- WHAT YOU WILL DO: Copy out exactly each line from the line with "Target: woman's crossed leg" through the last line of the material below.

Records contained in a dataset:
= = = =

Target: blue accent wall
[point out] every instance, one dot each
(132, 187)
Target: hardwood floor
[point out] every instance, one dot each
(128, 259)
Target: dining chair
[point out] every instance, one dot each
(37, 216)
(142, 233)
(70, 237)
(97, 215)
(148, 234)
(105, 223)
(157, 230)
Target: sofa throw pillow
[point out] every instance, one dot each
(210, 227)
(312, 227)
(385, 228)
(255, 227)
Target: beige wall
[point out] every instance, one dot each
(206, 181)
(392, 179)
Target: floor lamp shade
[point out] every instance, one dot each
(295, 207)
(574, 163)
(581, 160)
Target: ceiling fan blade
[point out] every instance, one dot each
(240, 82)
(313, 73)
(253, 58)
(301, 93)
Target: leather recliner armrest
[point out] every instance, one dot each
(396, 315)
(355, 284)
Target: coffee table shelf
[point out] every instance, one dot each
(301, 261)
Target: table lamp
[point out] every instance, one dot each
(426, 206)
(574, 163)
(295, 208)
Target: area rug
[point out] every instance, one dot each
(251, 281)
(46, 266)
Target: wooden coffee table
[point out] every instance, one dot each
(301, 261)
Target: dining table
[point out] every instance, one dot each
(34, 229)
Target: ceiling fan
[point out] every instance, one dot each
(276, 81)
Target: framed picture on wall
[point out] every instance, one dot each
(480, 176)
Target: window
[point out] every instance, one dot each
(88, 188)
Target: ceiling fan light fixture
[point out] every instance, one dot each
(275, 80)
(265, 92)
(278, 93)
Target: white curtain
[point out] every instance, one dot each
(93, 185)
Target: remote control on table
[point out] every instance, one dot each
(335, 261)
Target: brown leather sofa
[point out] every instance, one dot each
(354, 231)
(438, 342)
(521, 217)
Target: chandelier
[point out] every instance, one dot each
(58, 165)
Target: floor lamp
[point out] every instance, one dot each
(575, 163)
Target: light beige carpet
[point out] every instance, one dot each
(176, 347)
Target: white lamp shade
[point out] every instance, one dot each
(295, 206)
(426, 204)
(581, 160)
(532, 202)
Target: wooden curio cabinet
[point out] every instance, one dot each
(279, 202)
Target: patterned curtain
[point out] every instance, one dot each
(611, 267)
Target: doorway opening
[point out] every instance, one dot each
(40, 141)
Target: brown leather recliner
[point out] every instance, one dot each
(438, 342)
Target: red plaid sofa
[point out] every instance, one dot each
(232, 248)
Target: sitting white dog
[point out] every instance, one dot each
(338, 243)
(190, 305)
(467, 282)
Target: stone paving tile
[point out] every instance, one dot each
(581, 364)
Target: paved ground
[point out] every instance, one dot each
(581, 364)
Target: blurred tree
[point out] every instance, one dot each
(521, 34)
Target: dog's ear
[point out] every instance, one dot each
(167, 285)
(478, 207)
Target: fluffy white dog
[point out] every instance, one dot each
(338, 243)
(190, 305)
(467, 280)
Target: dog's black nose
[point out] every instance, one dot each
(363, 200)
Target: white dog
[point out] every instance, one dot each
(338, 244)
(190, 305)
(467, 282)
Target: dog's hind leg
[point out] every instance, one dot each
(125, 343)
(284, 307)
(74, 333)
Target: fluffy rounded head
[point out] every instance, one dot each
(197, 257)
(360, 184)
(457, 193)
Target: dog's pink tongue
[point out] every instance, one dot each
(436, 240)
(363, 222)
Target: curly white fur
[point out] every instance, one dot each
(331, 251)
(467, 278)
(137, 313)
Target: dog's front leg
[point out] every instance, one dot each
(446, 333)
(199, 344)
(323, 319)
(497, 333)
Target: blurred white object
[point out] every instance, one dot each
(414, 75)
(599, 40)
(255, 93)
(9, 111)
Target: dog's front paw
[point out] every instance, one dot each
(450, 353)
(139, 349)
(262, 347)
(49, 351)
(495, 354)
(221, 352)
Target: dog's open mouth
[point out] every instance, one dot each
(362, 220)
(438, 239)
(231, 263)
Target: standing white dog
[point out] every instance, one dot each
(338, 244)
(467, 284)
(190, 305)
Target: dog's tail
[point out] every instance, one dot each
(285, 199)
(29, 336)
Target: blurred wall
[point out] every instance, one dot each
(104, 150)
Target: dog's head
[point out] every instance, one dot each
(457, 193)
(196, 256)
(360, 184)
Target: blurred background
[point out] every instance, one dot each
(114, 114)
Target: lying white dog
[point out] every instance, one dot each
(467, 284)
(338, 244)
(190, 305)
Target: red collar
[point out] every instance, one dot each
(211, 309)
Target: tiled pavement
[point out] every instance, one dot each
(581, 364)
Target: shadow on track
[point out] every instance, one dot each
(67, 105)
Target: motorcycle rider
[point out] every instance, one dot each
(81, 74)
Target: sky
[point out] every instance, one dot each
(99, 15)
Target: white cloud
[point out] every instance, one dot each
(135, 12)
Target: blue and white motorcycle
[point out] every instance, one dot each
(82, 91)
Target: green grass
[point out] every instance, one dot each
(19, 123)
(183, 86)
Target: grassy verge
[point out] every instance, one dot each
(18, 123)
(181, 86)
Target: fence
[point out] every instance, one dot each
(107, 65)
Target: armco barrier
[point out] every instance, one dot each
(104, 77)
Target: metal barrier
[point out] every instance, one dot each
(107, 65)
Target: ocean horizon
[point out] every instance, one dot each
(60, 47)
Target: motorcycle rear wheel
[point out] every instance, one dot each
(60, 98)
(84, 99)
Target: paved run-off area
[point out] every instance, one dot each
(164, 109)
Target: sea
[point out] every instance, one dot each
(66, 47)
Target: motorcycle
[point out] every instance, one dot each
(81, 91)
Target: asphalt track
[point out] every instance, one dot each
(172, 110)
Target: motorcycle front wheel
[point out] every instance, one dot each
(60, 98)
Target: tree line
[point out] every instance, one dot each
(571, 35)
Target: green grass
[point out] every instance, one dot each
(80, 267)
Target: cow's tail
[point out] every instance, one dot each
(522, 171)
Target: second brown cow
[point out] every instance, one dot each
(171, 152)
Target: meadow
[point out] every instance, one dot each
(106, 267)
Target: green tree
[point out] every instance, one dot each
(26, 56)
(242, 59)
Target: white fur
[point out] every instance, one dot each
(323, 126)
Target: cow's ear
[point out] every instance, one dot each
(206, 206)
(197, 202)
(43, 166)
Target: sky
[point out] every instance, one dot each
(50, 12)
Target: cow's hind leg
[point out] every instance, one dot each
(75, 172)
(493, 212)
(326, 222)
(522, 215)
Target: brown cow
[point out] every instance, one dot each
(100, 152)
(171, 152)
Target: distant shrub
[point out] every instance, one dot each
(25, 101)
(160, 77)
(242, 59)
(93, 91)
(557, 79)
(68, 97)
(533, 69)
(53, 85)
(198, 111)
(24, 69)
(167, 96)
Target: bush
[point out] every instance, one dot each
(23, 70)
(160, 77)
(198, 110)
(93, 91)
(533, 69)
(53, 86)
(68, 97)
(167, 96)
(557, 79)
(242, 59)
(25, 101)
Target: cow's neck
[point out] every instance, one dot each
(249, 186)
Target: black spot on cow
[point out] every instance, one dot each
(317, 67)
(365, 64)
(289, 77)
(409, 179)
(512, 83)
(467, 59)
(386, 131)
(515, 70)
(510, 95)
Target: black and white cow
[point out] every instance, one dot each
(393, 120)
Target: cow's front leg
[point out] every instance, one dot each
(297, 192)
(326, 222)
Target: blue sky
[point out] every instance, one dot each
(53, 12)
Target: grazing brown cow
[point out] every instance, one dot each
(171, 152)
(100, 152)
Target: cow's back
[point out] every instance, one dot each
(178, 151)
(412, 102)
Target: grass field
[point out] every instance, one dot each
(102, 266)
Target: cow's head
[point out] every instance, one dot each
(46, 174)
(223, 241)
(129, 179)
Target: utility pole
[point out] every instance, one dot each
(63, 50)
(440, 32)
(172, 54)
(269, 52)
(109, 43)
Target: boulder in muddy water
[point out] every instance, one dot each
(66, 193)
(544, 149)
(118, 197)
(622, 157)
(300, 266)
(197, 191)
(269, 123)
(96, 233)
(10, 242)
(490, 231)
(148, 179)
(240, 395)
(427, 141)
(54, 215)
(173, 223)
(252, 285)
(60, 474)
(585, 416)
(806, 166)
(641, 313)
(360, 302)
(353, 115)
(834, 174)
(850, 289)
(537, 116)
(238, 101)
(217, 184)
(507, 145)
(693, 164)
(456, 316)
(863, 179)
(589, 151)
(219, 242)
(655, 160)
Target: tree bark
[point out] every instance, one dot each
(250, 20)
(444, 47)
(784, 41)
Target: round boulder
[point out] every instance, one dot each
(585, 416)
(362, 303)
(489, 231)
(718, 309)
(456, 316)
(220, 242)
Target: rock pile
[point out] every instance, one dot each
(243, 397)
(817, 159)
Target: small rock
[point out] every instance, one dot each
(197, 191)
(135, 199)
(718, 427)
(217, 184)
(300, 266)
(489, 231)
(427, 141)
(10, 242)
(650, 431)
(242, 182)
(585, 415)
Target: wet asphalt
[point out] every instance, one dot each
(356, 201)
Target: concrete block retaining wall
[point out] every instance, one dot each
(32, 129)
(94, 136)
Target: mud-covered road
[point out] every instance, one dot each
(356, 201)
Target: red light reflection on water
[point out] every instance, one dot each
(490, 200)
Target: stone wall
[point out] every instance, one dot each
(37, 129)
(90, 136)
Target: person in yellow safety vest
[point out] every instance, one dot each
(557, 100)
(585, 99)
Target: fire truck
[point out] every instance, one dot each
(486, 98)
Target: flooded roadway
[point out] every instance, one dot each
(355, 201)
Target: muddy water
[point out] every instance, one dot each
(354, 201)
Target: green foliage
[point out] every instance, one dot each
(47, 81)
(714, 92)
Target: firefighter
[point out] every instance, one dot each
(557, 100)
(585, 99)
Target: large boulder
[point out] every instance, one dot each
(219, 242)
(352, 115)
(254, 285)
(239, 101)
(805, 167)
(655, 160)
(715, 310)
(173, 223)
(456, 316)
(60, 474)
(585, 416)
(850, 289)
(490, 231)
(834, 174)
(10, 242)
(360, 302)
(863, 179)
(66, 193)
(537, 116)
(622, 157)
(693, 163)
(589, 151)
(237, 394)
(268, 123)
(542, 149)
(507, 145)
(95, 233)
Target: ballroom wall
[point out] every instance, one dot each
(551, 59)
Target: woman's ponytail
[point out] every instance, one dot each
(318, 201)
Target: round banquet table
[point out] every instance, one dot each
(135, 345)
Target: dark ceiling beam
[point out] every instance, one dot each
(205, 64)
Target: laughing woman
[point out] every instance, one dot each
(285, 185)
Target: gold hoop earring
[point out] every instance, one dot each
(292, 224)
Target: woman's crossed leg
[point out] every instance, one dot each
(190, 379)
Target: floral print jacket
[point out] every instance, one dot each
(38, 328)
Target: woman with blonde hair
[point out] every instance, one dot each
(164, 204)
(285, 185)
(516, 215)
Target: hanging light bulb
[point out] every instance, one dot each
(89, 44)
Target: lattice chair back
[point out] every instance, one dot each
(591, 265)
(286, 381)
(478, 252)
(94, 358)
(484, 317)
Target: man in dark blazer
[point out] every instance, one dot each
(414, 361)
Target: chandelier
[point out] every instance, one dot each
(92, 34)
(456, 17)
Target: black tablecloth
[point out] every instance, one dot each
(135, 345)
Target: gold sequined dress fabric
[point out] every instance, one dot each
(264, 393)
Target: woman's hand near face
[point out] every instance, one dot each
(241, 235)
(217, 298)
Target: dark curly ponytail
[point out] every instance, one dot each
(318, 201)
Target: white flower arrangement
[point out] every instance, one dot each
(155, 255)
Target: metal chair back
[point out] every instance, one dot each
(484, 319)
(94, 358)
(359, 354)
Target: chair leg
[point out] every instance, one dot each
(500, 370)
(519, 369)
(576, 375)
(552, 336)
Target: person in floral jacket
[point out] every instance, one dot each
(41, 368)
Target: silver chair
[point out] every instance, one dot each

= = = =

- ANSWER:
Target: woman's crossed leg
[point out] every instance, one dot each
(190, 379)
Target: floral print jacket
[point out] every instance, one dot each
(38, 328)
Target: woman with blonde hair
[point out] every instance, one dot each
(164, 204)
(285, 185)
(516, 215)
Target: hanging light bulb
[point out] every instance, one dot each
(89, 44)
Target: lattice chair back
[point out] every instance, one dot each
(591, 265)
(286, 381)
(478, 252)
(94, 358)
(484, 317)
Target: man in dark blazer
[point out] every instance, one dot each
(414, 361)
Target: chandelier
[point out] every instance, one dot each
(92, 34)
(456, 17)
Target: black tablecloth
[point out] every instance, one dot each
(135, 345)
Target: gold sequined dress fabric
[point out] every instance, one dot each
(264, 393)
Target: woman's hand near face
[point out] every instance, one dot each
(241, 235)
(217, 298)
Target: dark curly ponytail
[point out] every instance, one dot each
(318, 201)
Target: white flower arrangement
[point out] every instance, one dot each
(155, 255)
Target: metal chair back
[point out] every instance, one dot each
(484, 319)
(94, 358)
(359, 354)
Target: chair leg
[point out] every instance, one dot each
(500, 370)
(519, 369)
(576, 375)
(552, 336)
Target: person in floral jacket
[point out] every instance, one dot each
(41, 368)
Target: silver chair
[point out] every instance, one dot each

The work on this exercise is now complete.